**STUDY TEXT**
-=-=-
Researchers have found that two genes containing mutations known to cause rare familial forms of Parkinson’s disease are also associated with the more common form of the disease where there is no family history.

Transcript:

Balintfy: Collaborating scientists in the United States and Europe pooled nearly 14,000 DNA samples and data to confirm that mutations in specific genes, and associated proteins — both present in the general population — are risk factors for Parkinson's disease. Dr. Andrew Singleton, chief of the Laboratory of Neurogenetics at the National Institute on Aging, explains, scientists have already identified five genes whose rare mutations cause the disease.

Dr. Singleton: What we found with this latest study, is that two, and possibly three of those genes, also contained common variants that you or I have a very high chance of carrying, they’re present in 20 or 30 percent of the population. So these common variants increase our risk.

Balintfy: But Dr. Singleton is quick to add that these genetic mutations don’t cause Parkinson’s disease. Rather these variations add to the risk by a small amount, only about 20-30 percent.

Dr. Singleton: A good way to conceptualize this is that if you were to take a hundred people from the general population on average, about one of those would get Parkinson’s Disease. And if you were to take a hundred people from the general population, who all carried the risk variants that we found, about one or about two people would, from that population, would get disease. So, it’s a fairly moderate increase in risk for disease.

Balintfy: Parkinson's disease is a progressive neurologic disorder caused by the degeneration of nerve cells in the portion of the brain that controls movement. The likelihood of developing the disorder increases with age and involves a combination of environmental risk factors and genetic susceptibility. Dr. Singleton says there are about one million people in North America affected with Parkinson’s disease.

Dr. Singleton: But of course, given that the population is aging, we’re all aging a bit more successfully and everybody’s living a little bit longer, there will be more people affected with Parkinson’s Disease over the next 10 or 20 years.
-=-=-
**SUPPLIED DATA**

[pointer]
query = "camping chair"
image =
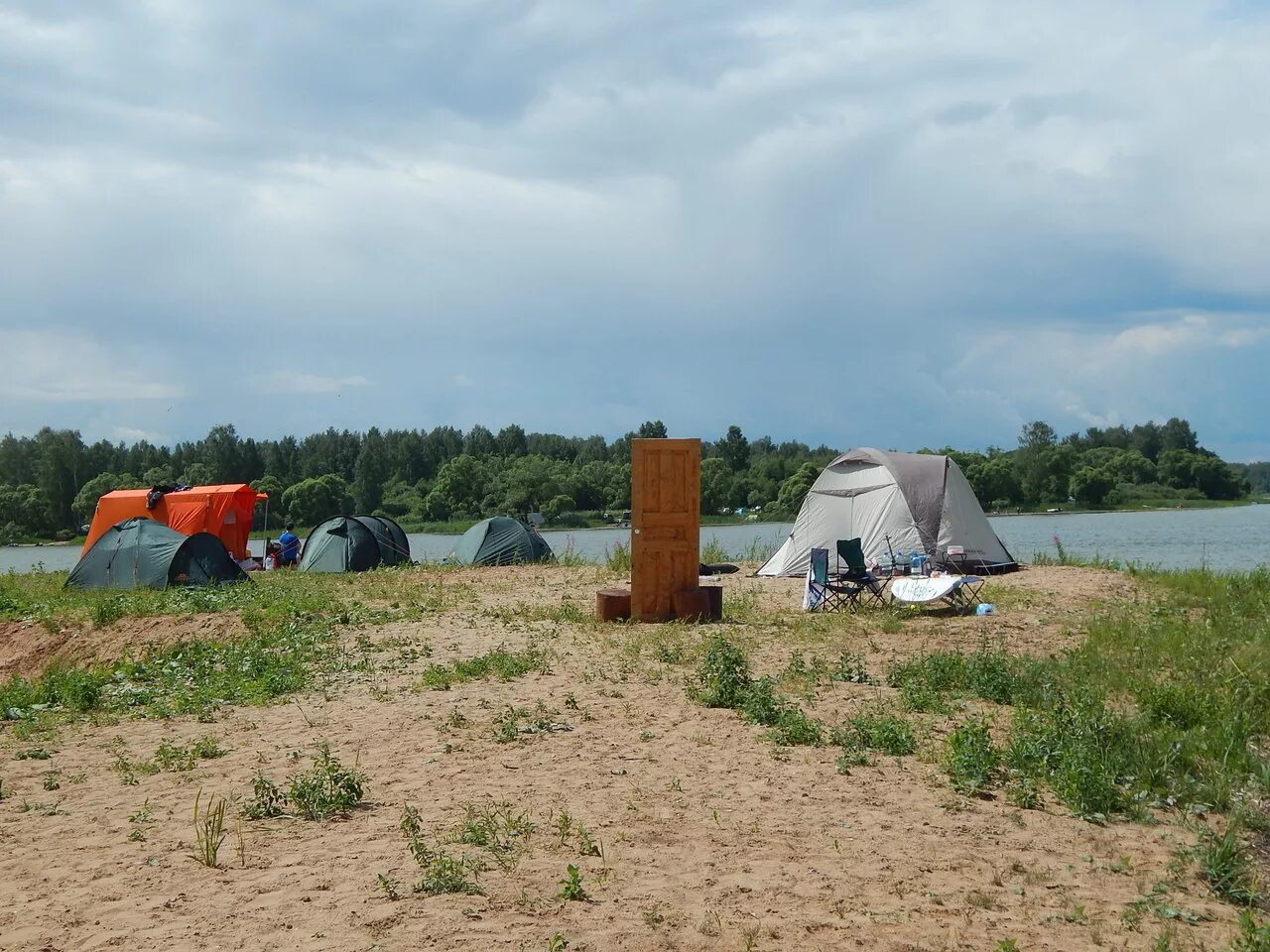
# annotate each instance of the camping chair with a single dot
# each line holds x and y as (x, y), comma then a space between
-=-=-
**TASKS TO COMPLETE**
1 – Decide whether each statement agrees with the Parkinson's disease transcript: (a) The scientists pooled nearly 14,000 DNA samples and data. (b) The common variants cause Parkinson's disease. (c) About one million people in North America are affected with Parkinson's disease.
2 – According to the Parkinson's disease transcript, what share of the population carries the common variants?

**ANSWERS TO EACH TASK**
1 –
(a) Yes: "pooled nearly 14,000 DNA samples and data"
(b) No: "these genetic mutations don’t cause Parkinson’s disease"
(c) Yes: "there are about one million people in North America affected with Parkinson’s disease"

2 – 20 or 30 percent of the population.